Exercise goal. Copy out in full each line of the items below that contains the string "negative". Case counts.

(Saved data entries)

--- START ---

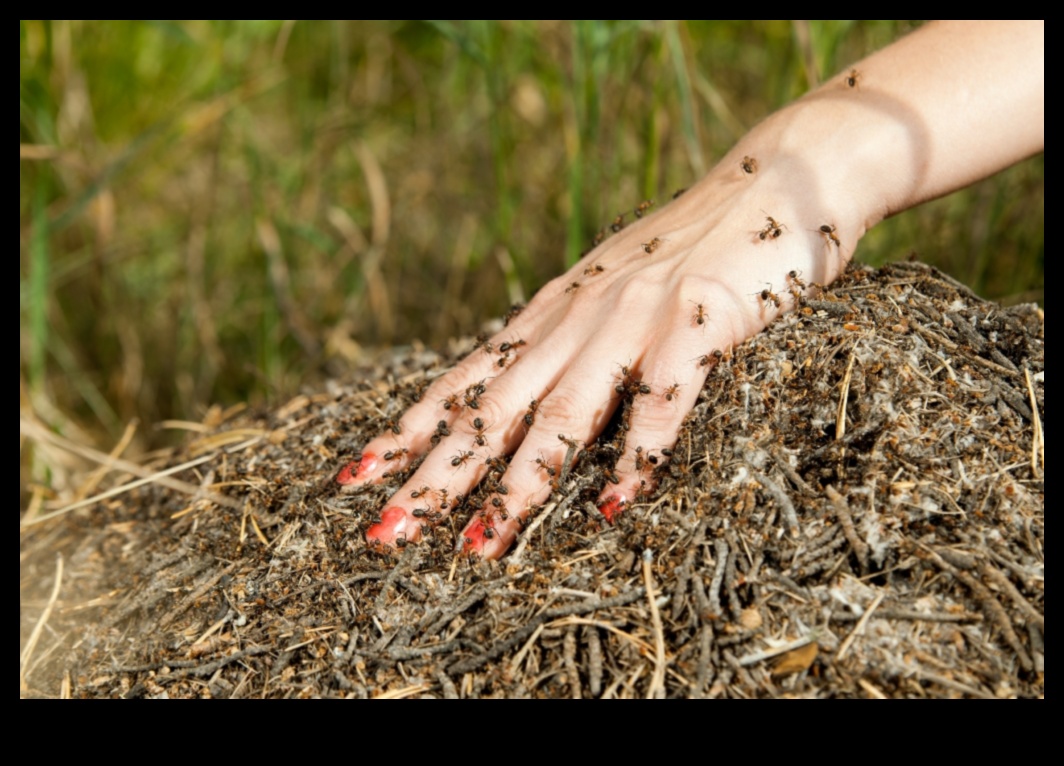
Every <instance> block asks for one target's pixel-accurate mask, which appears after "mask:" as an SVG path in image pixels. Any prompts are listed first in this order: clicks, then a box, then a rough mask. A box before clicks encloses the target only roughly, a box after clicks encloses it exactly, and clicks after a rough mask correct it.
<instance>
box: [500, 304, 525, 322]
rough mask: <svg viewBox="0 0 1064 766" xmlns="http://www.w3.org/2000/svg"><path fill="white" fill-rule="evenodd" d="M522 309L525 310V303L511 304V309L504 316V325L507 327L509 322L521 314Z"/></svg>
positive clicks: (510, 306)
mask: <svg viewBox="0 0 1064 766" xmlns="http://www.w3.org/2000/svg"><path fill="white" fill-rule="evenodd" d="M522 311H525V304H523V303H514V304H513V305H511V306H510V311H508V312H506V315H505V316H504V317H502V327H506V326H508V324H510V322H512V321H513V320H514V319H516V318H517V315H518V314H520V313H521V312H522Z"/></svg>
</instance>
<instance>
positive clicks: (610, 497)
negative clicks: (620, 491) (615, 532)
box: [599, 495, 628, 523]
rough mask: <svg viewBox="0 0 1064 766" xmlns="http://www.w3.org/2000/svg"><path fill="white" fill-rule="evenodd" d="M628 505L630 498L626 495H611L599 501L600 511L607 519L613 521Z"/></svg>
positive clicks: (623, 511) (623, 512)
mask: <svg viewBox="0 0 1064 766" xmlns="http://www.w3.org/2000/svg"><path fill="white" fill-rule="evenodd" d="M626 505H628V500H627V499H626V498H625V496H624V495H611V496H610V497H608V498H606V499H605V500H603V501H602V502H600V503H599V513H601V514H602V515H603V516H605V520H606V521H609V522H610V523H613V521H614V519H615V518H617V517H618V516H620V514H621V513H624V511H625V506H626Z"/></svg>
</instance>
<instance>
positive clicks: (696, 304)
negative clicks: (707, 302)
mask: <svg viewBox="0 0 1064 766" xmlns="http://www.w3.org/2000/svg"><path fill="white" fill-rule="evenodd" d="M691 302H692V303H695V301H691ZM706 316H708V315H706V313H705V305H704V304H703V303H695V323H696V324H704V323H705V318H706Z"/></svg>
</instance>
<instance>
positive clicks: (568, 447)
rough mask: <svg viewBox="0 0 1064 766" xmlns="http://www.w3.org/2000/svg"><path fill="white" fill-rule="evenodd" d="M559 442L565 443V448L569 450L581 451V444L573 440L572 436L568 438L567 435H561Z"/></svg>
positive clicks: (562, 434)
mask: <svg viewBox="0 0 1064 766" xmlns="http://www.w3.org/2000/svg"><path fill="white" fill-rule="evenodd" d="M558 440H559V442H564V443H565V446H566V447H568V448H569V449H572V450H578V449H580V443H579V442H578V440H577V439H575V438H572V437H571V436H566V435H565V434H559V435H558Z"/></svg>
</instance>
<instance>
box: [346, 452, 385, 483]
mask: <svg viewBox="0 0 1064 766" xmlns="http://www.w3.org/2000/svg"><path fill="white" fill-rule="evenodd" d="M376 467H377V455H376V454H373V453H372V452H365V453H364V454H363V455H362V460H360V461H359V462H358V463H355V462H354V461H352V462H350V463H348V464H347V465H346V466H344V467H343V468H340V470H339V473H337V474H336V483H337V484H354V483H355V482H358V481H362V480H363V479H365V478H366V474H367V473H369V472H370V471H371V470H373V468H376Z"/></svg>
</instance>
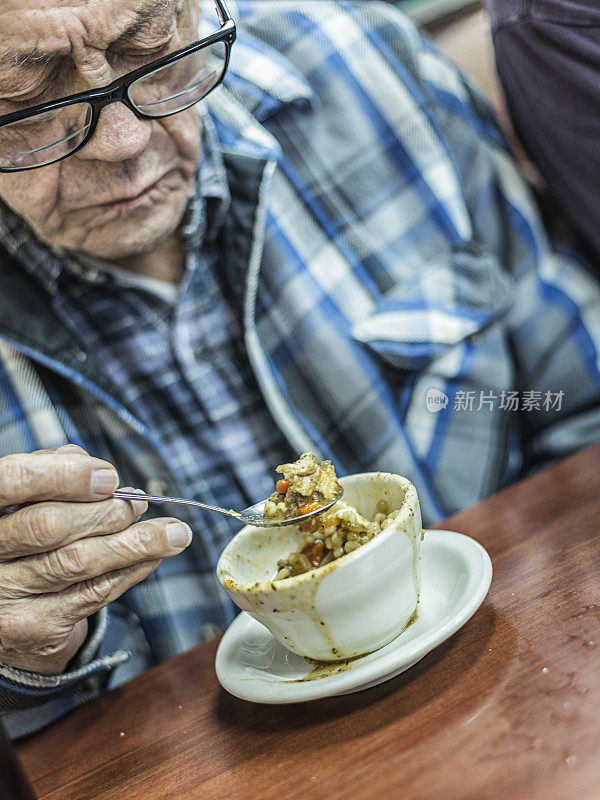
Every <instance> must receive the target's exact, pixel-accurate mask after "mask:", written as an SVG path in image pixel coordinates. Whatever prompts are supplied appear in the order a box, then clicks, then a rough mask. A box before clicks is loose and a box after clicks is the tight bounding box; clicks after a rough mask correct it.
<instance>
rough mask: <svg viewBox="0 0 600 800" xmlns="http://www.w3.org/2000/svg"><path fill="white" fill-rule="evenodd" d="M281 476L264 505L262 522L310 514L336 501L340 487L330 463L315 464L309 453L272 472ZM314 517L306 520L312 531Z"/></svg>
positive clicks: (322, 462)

--- END ---

Solution to this task.
negative clicks: (620, 491) (615, 532)
negative clicks: (707, 302)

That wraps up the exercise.